# EXERCISE
Quote everything from "Conventional identity documents" down to "and contact centers." in the digital identity text.

# DOCUMENT TEXT
The world has been undergoing transformation over the last 20 years, due to the advent of breakthrough technologies converting our societies from analog to digital models. Copper technology has given way to optical fiber, and we now have information flowing at the speed of light. We live in an interconnected world of instant access. However, in this interconnected digital world with a multitude of content domains, dissemination of information remains a challenge (OECD, 2009). Essentially, it is not so much a challenge of the medium of dissemination as the challenge of verification of the identity of online individuals, one of ensuring that the information is reaching the right seeker. Is the service beneficiary the intended one? (Al-Khouri, 2012a, 2012b). Rifkin (2001) argues that economic shifts over the last several decades have given rise to a regime where anonymous transactions are almost impossible. In a service-based economy where delivery has come to depend upon digital networks, businesses and governments alike need reliable, secure, and private means for creating, storing, transferring, and using digital identities (Rifkin, 2001).
Conventional identity documents fall short of meeting today's digital world needs (Al-Khouri, 2012b; Baym, 2010; Sullivan, 2011). There is a need for digital identity profiles by trusted identity service providers. Such identity providers would fill the void of trust. Providing secure digital identification credentials would enable many faceless transactions on the web, cutting across the different electronic access channels such as Internet portals, kiosk machines, mobile phones, and contact centers.
Nonetheless, the management of digital identity has many facets--technical, economic, social, and cultural--and is a complex area of practice (Backhouse, 2006; Camp, 2004; Fish, 2009; ITU, 2006; Neubauer & Heurix, 2010; OECD, 2011). In the digital world, the challenge is how to translate the mechanisms through which service providers and clients trust each when initiating online transactions.

# SOURCE MATERIAL

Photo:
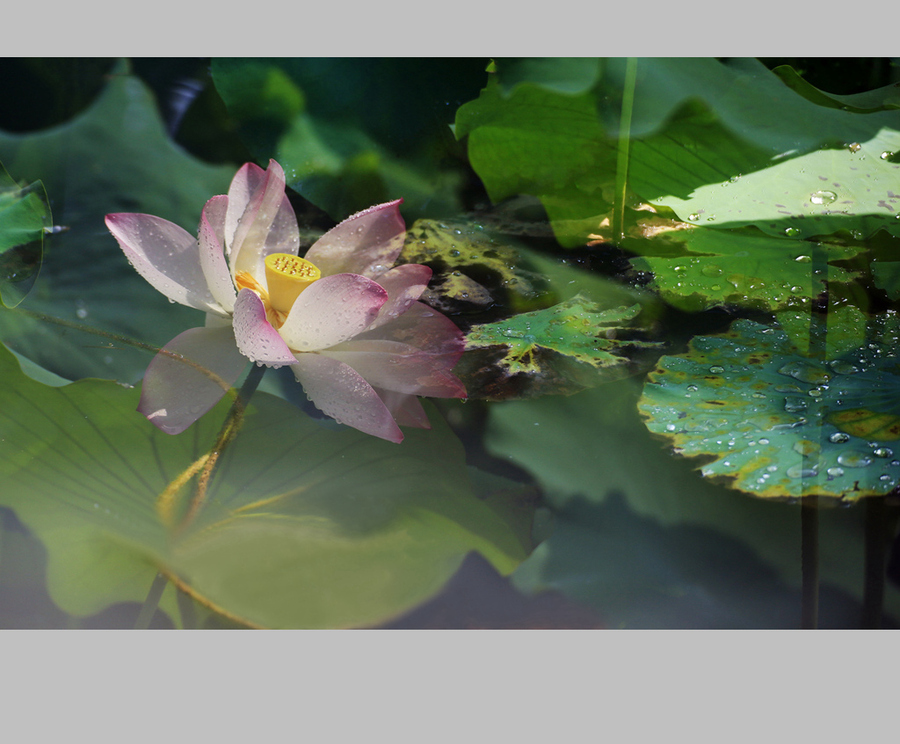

# CORRECT RESPONSE
Conventional identity documents fall short of meeting today's digital world needs (Al-Khouri, 2012b; Baym, 2010; Sullivan, 2011). There is a need for digital identity profiles by trusted identity service providers. Such identity providers would fill the void of trust. Providing secure digital identification credentials would enable many faceless transactions on the web, cutting across the different electronic access channels such as Internet portals, kiosk machines, mobile phones, and contact centers.